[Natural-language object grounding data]
★ ★ ★

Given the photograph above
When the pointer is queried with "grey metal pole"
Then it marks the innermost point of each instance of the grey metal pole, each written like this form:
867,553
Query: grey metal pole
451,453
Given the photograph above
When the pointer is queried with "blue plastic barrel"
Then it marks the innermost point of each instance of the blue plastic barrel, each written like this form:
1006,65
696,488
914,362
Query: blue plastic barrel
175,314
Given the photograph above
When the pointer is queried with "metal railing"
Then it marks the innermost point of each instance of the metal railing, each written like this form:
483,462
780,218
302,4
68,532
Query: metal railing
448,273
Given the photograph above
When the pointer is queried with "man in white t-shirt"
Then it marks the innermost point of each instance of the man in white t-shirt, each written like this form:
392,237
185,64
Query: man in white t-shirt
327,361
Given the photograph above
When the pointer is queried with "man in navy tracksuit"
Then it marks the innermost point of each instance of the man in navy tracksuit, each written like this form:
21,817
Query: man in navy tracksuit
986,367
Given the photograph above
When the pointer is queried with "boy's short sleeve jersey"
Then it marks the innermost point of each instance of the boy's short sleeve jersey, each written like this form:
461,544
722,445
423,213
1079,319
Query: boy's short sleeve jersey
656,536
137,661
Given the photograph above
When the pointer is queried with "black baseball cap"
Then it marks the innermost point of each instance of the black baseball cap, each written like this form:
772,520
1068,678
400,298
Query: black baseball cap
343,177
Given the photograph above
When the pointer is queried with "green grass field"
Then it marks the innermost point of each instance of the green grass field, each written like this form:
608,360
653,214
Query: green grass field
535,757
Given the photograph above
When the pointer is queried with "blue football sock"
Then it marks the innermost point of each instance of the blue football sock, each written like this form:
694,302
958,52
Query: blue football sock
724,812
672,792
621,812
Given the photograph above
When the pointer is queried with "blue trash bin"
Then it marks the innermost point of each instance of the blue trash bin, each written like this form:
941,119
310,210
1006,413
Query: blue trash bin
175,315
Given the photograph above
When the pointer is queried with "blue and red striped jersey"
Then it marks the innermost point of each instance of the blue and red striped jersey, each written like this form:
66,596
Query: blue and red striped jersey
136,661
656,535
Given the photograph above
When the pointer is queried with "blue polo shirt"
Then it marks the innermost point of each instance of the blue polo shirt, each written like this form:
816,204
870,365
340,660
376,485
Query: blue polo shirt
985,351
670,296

★ ★ ★

__Task directions__. Go through the data and copy each line exactly as it reads.

__Answer to the exercise__.
Given the photograph above
When the pointer is queried with "grey metal pole"
Then it marks the innermost point of each instance of the grey metal pole, each written like this form:
867,553
Query: grey metal pole
451,453
Given the photograph above
When the pointer is queried with "blue plastic barrel"
Then it marks the innermost point of each instance of the blue plastic barrel, each written like this form:
1006,65
696,488
914,362
Query: blue plastic barrel
175,314
Given the photograph above
When the pointer is queried with "metal railing"
Then it marks the innermost point of each instance of the metal railing, each written like this form:
483,462
780,218
302,4
68,532
Query: metal railing
448,273
Given the photograph above
When the pointer is queried with "man in white t-shirt"
Then it marks the innermost point of each instance of the man in white t-shirt, each written like this form:
392,237
185,64
Query: man in white t-shirt
327,361
Given the photograph above
When the pointer is queried with "man in navy tracksuit"
Then it marks the innermost point of each instance of the man in navy tracksuit, each written like this form:
21,817
Query: man in navy tracksuit
986,367
Given the photograph above
When the pointer is queried with "boy's short sleeve jersey"
Then it marks the innermost point of each instance of the boy's short sleeve jersey, each written like this form:
461,544
722,445
423,213
1079,319
Query: boy's short sleeve jersey
656,536
137,661
Given the photograph above
When the pointer is queried with "black baseball cap"
Then it marks the innermost point of each instance of the black baseball cap, each written like this form:
772,520
1068,678
400,298
Query: black baseball cap
343,177
Given the photograph above
When the pointer is queried with "green grass field"
Then it marks the innermost point of each instance of the green grass field, each written like this form:
608,360
653,214
Query: green grass field
535,757
Given the photograph above
When the pointer is queried with "blue football sock"
Then it marks the innermost point of each instance of the blue football sock, each written like this form:
694,302
958,52
Query: blue football sock
724,812
672,792
621,812
Given the photograph above
When the pointer is queried with "blue trash bin"
Then it marks the innermost point of each instance of the blue trash bin, each written like this form:
941,119
310,210
1006,413
Query: blue trash bin
175,315
Given the photograph above
When the pointer is queried with "blue and red striped jersey"
Then it marks the innermost point of each instance of the blue and red striped jersey, each written like this form:
66,596
Query: blue and red striped jersey
136,661
656,535
Given the photograph above
When the pointer is queried with "blue polo shirt"
Then it marks the innermost point of each instance of the blue polo shirt, each written like this form:
816,204
870,365
340,660
376,485
Query: blue polo shirt
985,351
670,296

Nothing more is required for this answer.